## OBJECTIVE
Reproduce the passage on the Finding of Moses painting word for word, from "Here, nine elegant" to "is her mother.".

* Begin SELECTED EXTRACT *

In this vast canvas Orazio Gentileschi depicts the Old Testament story of the Finding of Moses (Exodus 2:2-10). When Pharaoh decreed that all newborn sons of Hebrews should be killed, the infant Moses was placed by his mother in a basket and hidden in bulrushes to ensure his safety.
Here, nine elegant female figures crowd around the basket at the heart of the composition. The woman in the magnificent yellow gown embellished with jewels is Pharaoh’s daughter. The diminutive figure kneeling respectfully at lower left is Moses’s sister Miriam, and beside her, dressed in red and white, is her mother.
The Finding of Moses was commissioned by Charles I of England for his wife, Queen Henrietta Maria, almost certainly to celebrate the birth of their son and heir, the future Charles II. It originally hung in the Queen’s House at Greenwich, on the banks of the River Thames. This location is reflected in the lush green landscape, which looks far more like England than Egypt where the story is set.
In this vast canvas Orazio Gentileschi depicts the Old Testament story of the Finding of Moses (Exodus 2:2-10). When Pharaoh decreed that all newborn sons of Hebrews should be killed, the infant Moses was placed by his mother in a basket and hidden in bulrushes to ensure his safety. Moses’s sister Miriam hid nearby and watched as Pharaoh’s daughter came to bathe in the River Nile, accompanied by her ladies-in-waiting. Upon finding the basket, and the infant inside, Pharaoh’s daughter proposed to take him back to the palace. Miriam came forward and, having offered to find someone to help nurse the baby, fetched her own – and Moses’s – mother. Pharaoh’s daughter named the infant Moses, which means ‘to draw out’, since she had drawn him out of the water.

* End SELECTED EXTRACT *
* Begin ITEMS *

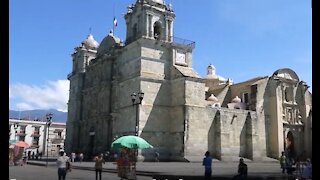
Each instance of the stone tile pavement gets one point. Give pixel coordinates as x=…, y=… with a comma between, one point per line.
x=189, y=170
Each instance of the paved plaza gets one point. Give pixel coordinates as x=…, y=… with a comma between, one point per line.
x=179, y=170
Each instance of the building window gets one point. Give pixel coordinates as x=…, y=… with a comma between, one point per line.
x=157, y=30
x=59, y=134
x=36, y=130
x=245, y=98
x=21, y=138
x=35, y=141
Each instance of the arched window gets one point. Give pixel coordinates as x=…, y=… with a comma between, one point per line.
x=157, y=30
x=135, y=29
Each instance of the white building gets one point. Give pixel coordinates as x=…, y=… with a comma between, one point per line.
x=35, y=133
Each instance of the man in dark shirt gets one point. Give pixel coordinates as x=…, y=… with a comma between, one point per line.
x=242, y=170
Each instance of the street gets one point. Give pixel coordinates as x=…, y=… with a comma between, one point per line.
x=31, y=172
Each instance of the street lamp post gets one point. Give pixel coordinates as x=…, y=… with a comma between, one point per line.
x=137, y=100
x=49, y=121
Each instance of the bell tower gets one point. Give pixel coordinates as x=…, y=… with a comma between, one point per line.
x=151, y=19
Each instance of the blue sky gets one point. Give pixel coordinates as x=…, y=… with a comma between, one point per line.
x=243, y=39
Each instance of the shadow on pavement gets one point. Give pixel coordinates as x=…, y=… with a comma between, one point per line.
x=172, y=177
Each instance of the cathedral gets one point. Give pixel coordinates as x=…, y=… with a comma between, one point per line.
x=146, y=86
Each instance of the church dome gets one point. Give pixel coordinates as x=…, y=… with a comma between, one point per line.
x=236, y=100
x=212, y=98
x=90, y=42
x=108, y=43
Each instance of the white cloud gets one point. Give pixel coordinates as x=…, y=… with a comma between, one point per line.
x=53, y=95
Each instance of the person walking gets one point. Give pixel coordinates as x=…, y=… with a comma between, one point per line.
x=282, y=160
x=207, y=163
x=62, y=165
x=73, y=156
x=242, y=170
x=81, y=157
x=98, y=165
x=156, y=156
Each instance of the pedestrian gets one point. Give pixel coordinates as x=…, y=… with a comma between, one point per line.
x=62, y=165
x=29, y=155
x=207, y=163
x=73, y=156
x=98, y=165
x=107, y=155
x=307, y=170
x=242, y=170
x=81, y=157
x=40, y=155
x=156, y=156
x=33, y=155
x=282, y=160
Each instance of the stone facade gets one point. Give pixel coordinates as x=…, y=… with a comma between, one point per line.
x=36, y=133
x=176, y=116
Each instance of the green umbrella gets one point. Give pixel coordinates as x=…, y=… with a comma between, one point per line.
x=132, y=142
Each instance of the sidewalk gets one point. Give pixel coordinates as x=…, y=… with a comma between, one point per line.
x=186, y=171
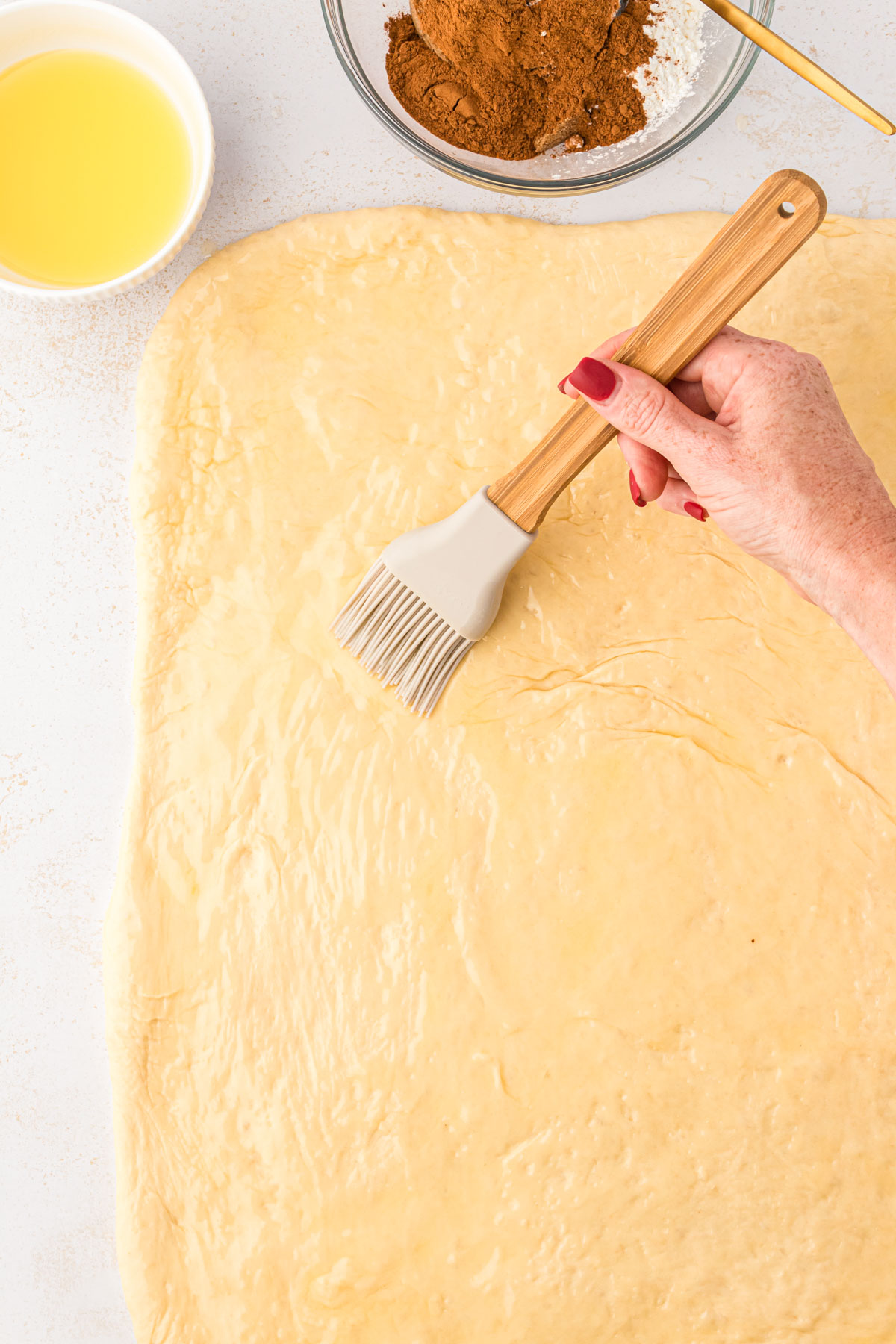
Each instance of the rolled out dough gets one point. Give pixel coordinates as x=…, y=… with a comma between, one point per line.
x=570, y=1015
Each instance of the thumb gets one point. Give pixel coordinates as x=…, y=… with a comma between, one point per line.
x=645, y=410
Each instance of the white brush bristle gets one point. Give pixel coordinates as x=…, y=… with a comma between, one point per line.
x=399, y=638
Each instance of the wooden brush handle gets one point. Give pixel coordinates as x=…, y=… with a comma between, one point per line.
x=747, y=252
x=800, y=63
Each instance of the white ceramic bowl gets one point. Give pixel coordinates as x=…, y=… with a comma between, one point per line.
x=28, y=27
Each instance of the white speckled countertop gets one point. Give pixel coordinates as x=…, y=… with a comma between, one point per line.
x=292, y=139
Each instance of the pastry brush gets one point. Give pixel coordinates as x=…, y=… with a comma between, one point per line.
x=435, y=591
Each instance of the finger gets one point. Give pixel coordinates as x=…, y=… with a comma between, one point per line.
x=692, y=396
x=648, y=470
x=680, y=499
x=649, y=413
x=605, y=351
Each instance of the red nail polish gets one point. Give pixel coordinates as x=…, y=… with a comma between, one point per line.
x=593, y=378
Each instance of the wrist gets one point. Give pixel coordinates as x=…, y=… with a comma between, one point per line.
x=860, y=594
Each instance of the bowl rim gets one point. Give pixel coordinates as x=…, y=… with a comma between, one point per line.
x=489, y=181
x=206, y=168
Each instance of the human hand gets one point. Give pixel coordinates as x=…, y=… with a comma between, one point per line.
x=753, y=435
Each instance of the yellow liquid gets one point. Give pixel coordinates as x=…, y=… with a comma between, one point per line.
x=96, y=168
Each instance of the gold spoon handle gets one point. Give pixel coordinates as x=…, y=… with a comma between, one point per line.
x=801, y=65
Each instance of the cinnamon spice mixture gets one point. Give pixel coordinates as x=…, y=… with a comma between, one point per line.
x=512, y=78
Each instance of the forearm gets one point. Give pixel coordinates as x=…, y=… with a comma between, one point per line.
x=864, y=604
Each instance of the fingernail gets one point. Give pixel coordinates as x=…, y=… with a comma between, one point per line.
x=593, y=378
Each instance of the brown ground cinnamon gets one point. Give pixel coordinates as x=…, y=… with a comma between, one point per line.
x=511, y=78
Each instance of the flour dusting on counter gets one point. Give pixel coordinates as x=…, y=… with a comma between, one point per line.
x=668, y=75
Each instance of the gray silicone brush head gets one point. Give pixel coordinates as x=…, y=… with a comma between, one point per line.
x=429, y=598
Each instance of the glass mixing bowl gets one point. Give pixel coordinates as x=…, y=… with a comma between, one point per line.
x=358, y=33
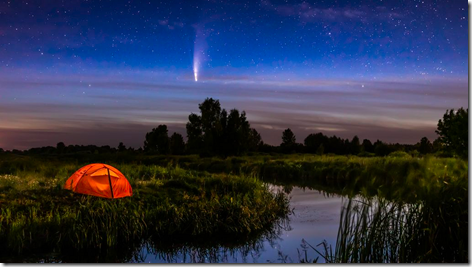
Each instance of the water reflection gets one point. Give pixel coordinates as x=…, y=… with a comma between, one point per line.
x=315, y=217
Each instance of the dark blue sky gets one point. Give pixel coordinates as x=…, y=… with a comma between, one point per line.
x=104, y=71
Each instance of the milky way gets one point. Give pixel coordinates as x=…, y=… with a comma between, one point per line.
x=100, y=72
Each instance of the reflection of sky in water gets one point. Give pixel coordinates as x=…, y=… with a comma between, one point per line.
x=315, y=218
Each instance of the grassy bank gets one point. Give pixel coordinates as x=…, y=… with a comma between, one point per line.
x=38, y=215
x=192, y=198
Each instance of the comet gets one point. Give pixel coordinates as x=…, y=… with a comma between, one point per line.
x=195, y=68
x=199, y=49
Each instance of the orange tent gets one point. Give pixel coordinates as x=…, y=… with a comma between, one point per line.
x=99, y=180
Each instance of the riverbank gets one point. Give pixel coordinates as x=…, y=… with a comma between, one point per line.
x=37, y=215
x=188, y=198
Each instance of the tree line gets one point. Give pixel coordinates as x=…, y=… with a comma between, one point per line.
x=216, y=132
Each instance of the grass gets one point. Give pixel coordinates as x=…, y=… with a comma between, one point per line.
x=37, y=215
x=373, y=230
x=412, y=209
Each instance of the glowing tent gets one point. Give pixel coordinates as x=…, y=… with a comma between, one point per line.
x=99, y=180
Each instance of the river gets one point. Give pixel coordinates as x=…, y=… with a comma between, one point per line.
x=315, y=218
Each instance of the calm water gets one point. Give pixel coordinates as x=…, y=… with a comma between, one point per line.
x=315, y=218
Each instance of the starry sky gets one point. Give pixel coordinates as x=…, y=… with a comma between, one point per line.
x=101, y=72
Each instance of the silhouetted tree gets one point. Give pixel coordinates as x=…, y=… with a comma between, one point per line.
x=313, y=141
x=425, y=146
x=157, y=140
x=255, y=140
x=367, y=146
x=453, y=131
x=217, y=132
x=320, y=150
x=437, y=145
x=177, y=144
x=194, y=134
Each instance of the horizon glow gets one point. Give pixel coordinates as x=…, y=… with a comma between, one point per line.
x=108, y=72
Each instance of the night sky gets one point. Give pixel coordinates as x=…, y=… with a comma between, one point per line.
x=101, y=72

* End ITEMS *

## OUTPUT FOR THIS TASK
Here, nine elegant female figures crowd around the basket at the heart of the composition. The woman in the magnificent yellow gown embellished with jewels is Pharaoh’s daughter. The diminutive figure kneeling respectfully at lower left is Moses’s sister Miriam, and beside her, dressed in red and white, is her mother.